• WORK REQUIRED: If a line in the data holds the string "paved", list it.

• STORED DATA:

§ §

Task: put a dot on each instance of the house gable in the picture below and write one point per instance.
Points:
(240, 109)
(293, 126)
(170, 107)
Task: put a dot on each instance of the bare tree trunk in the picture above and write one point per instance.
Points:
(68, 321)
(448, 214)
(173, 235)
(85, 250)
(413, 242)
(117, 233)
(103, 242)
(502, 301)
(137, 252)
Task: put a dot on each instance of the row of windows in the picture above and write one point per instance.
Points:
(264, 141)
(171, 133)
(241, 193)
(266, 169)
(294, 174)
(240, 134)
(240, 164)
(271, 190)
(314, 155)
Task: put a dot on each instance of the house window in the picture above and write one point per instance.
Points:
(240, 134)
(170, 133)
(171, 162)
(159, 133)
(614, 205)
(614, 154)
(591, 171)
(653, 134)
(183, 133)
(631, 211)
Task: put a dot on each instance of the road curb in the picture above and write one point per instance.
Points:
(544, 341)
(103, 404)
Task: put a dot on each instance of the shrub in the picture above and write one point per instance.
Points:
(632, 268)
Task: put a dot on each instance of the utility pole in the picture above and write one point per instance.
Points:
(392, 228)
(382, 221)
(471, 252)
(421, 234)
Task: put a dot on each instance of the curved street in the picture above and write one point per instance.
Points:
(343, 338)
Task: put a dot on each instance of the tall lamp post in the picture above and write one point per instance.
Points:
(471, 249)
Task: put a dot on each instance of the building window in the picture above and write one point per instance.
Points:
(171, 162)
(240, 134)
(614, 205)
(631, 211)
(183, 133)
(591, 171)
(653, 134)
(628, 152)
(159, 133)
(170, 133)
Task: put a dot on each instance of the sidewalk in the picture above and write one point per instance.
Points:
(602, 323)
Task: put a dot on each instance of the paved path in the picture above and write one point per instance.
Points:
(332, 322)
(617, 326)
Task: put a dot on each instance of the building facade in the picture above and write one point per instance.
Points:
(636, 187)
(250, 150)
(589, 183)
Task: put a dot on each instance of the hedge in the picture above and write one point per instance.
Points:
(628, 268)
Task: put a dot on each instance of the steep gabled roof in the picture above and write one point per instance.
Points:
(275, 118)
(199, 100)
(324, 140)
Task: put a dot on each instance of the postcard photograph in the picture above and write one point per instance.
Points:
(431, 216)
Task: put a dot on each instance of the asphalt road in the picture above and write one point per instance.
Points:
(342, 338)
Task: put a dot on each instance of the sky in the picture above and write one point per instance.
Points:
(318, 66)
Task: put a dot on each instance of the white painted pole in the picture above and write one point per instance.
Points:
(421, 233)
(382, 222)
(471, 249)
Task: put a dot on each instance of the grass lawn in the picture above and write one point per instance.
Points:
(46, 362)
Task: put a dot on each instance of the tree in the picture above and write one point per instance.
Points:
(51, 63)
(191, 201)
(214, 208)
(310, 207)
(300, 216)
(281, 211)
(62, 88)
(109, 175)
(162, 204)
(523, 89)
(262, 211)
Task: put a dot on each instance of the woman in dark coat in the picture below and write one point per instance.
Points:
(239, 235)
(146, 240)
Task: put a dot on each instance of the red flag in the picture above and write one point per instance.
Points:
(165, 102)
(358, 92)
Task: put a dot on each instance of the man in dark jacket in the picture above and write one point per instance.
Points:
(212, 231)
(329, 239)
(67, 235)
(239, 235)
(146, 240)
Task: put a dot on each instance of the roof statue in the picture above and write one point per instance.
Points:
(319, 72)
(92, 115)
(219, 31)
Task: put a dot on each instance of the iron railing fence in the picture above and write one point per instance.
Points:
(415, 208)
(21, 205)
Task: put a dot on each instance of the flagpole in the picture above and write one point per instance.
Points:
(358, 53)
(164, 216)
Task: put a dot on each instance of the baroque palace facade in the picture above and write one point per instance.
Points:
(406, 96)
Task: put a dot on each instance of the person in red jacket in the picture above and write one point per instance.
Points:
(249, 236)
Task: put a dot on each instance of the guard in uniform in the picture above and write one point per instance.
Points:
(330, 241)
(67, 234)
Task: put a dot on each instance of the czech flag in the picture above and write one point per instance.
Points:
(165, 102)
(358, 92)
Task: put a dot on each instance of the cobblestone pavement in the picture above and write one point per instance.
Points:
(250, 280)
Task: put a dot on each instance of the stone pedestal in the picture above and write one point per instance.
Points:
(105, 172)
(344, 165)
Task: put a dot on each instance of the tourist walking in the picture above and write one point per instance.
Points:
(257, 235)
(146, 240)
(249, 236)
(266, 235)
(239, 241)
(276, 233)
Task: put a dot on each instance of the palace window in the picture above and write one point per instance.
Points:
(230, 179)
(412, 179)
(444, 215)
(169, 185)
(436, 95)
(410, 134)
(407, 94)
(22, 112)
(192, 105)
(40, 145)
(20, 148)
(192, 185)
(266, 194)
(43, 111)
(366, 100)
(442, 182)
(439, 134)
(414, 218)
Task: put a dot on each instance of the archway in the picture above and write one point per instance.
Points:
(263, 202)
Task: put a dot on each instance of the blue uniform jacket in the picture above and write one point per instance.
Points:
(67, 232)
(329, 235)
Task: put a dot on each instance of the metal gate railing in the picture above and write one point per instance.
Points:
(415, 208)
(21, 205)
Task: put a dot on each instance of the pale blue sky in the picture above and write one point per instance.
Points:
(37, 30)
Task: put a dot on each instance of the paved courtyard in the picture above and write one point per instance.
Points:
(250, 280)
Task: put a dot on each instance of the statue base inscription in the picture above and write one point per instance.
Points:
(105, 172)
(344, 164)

§ §

• ANSWER SECTION:
Task: put a dot on each instance of the paved path in the picture above and write one point per instance.
Task: put a dot on each instance of the paved courtyard in the picture above and write one point per instance.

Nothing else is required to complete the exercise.